• [SET TASK]
List every line of the data below that contains the string "bench", copying each line in full. Case counts.

• [GIVEN DATA]
>>>

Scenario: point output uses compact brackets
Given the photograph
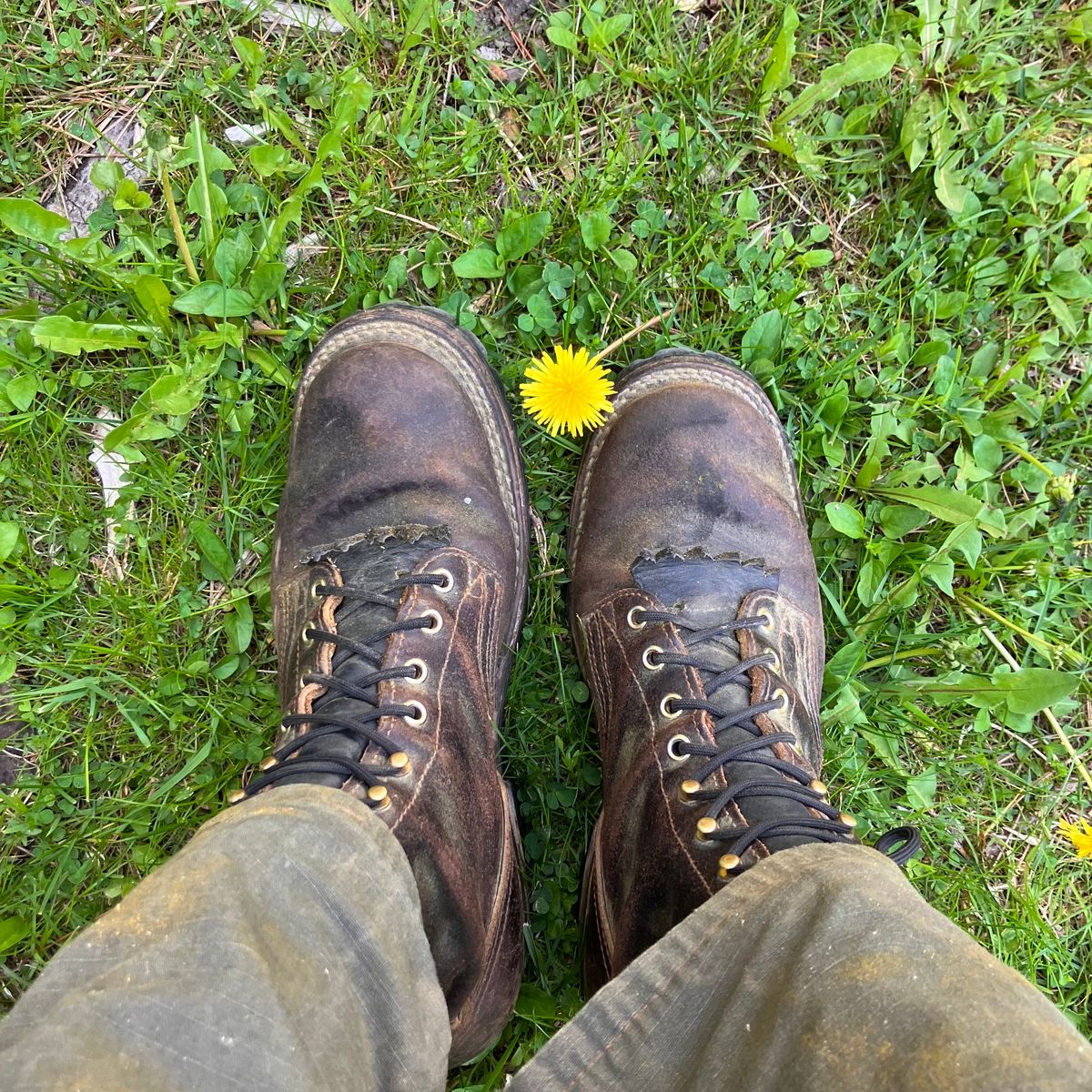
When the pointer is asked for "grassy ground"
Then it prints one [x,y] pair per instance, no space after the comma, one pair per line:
[882,211]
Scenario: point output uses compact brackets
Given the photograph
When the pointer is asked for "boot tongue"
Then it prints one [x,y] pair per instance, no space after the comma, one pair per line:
[709,592]
[372,563]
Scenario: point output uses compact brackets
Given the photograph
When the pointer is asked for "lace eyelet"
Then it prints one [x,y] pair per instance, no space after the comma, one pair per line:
[669,713]
[420,667]
[420,719]
[672,748]
[449,580]
[647,658]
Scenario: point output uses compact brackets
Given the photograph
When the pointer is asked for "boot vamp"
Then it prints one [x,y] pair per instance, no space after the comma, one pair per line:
[687,465]
[385,437]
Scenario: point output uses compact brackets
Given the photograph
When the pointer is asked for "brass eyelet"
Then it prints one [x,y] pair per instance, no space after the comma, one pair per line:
[672,748]
[647,658]
[449,580]
[727,864]
[689,790]
[420,667]
[420,719]
[667,713]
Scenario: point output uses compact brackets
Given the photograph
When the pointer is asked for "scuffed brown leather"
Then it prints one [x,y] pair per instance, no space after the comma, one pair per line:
[693,459]
[398,434]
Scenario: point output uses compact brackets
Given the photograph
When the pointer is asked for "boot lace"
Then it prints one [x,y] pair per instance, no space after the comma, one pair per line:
[900,844]
[287,763]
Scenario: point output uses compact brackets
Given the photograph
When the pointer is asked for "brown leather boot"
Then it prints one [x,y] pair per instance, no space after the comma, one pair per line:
[399,582]
[697,618]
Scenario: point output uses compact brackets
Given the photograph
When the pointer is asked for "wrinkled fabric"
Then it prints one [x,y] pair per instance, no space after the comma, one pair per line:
[283,949]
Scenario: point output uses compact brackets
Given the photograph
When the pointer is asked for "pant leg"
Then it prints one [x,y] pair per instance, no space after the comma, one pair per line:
[281,949]
[822,969]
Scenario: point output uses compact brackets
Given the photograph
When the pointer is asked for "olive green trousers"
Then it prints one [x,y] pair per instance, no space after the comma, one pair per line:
[283,949]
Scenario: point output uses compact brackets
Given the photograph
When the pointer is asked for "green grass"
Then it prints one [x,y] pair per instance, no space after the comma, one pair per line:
[900,255]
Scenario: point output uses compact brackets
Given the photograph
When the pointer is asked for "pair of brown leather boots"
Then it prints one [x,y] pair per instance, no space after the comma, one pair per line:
[399,576]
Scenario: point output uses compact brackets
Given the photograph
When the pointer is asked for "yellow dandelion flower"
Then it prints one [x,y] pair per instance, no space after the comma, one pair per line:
[567,391]
[1080,834]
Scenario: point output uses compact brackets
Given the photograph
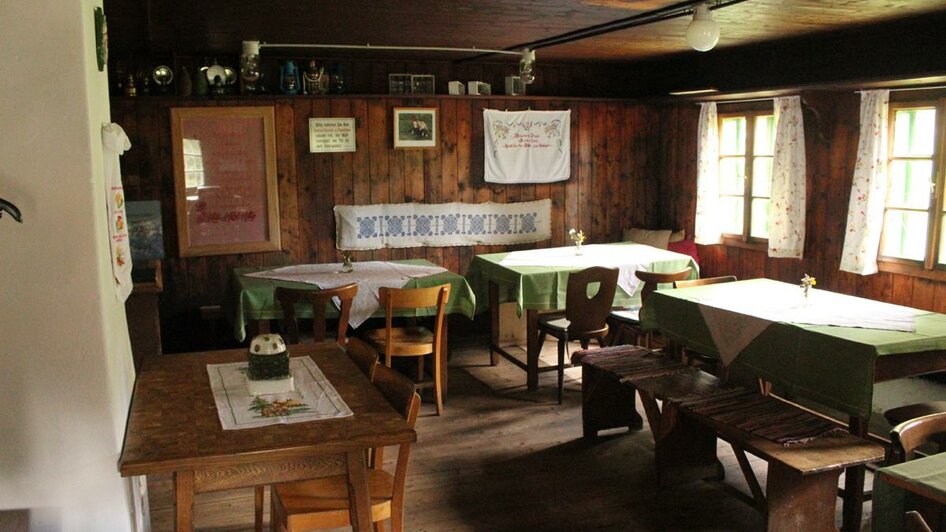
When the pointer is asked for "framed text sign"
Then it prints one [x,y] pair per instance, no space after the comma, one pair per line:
[225,180]
[328,135]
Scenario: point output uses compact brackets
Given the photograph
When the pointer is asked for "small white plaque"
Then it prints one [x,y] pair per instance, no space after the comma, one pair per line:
[328,135]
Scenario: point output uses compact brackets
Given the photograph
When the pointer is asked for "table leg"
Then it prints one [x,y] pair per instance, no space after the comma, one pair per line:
[493,322]
[184,501]
[854,483]
[532,349]
[358,497]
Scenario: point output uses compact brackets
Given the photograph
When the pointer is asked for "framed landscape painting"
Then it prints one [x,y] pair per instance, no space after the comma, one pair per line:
[415,127]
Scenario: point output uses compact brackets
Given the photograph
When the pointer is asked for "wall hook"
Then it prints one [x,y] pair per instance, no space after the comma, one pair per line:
[11,209]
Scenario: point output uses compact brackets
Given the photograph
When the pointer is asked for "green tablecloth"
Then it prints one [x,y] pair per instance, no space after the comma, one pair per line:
[833,366]
[252,298]
[544,287]
[895,485]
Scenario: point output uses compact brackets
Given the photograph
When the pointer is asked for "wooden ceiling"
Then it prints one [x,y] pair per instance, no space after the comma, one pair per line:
[220,25]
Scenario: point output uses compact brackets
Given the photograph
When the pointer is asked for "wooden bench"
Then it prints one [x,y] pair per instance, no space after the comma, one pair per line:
[688,408]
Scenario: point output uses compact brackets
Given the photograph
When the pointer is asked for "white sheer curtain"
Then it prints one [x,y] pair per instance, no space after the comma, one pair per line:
[708,229]
[787,212]
[865,214]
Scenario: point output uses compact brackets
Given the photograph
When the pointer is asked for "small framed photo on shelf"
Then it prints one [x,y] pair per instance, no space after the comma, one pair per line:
[422,84]
[415,127]
[399,83]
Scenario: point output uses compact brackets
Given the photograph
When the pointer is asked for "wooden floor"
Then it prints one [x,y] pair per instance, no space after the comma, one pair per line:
[503,458]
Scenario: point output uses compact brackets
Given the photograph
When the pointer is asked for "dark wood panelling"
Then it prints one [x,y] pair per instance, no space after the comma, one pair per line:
[831,136]
[614,144]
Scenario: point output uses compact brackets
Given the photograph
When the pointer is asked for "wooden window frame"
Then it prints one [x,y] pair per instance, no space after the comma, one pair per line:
[927,268]
[750,111]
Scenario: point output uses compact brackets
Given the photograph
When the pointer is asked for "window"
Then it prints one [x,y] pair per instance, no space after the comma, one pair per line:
[746,147]
[914,212]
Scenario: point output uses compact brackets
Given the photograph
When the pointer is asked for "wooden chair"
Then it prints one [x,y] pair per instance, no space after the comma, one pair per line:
[626,322]
[906,437]
[585,318]
[323,503]
[902,414]
[711,363]
[363,355]
[318,298]
[413,341]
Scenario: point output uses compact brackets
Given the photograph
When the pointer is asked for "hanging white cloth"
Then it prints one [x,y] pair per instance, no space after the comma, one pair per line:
[708,229]
[526,146]
[114,143]
[787,212]
[865,215]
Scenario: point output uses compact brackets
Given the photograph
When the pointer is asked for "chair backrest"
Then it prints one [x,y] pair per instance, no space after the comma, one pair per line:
[318,298]
[906,437]
[586,313]
[653,279]
[363,355]
[414,298]
[687,283]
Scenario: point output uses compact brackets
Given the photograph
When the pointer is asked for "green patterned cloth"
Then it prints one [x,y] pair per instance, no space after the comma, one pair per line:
[833,366]
[253,298]
[891,501]
[544,287]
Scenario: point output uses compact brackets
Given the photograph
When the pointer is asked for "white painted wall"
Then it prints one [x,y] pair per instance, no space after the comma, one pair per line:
[65,361]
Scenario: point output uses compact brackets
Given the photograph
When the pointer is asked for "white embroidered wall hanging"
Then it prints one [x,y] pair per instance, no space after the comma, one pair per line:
[526,146]
[404,225]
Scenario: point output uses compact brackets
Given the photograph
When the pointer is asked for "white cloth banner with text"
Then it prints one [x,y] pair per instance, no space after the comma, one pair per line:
[405,225]
[526,146]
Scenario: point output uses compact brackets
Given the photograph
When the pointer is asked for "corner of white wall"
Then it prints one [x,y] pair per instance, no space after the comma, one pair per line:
[66,361]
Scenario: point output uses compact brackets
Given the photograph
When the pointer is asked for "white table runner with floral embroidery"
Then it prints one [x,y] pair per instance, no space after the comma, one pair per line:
[404,225]
[314,397]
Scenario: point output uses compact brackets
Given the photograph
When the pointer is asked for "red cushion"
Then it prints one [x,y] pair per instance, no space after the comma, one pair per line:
[687,247]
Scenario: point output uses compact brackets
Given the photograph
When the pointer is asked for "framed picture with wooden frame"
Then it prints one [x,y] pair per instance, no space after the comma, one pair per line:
[225,180]
[415,127]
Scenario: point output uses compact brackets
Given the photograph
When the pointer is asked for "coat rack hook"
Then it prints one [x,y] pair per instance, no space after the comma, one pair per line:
[11,209]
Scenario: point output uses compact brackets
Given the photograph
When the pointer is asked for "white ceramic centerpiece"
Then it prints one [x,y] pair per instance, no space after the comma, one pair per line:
[268,370]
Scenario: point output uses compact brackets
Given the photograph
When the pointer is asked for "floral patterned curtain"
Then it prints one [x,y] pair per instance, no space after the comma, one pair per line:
[708,229]
[865,215]
[787,211]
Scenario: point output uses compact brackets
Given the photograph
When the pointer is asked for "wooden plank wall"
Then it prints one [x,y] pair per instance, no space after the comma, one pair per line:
[831,136]
[614,161]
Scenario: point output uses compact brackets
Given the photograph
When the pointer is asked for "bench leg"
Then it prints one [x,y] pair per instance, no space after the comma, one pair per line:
[606,403]
[800,502]
[684,451]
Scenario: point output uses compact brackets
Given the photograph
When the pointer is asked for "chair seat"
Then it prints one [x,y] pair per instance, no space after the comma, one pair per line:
[323,503]
[558,326]
[407,341]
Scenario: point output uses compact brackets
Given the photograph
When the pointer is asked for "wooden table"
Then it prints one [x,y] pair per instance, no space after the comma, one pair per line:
[173,427]
[895,485]
[806,361]
[538,288]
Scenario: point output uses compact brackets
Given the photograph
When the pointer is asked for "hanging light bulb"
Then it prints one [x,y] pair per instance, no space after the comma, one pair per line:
[703,31]
[527,66]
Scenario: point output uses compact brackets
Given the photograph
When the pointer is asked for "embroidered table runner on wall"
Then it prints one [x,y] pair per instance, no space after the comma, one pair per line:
[404,225]
[526,146]
[370,276]
[314,397]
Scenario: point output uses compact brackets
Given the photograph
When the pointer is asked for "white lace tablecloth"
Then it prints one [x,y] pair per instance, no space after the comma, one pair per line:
[745,312]
[627,259]
[314,397]
[370,276]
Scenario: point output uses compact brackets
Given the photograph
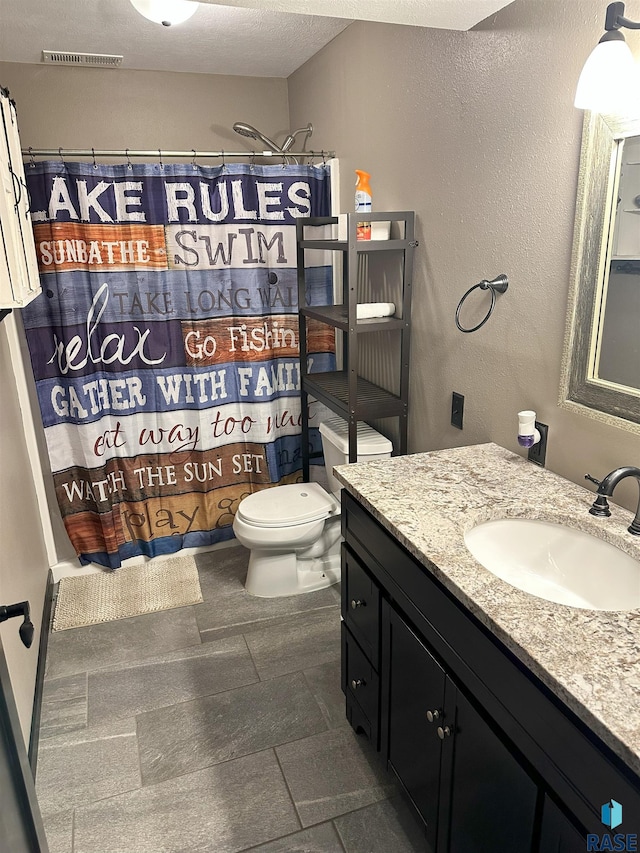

<<<

• [RESPONSE TO THE EXERCISE]
When the pointer is asked for "wooden bench"
When the pointer is asked for "bench leg"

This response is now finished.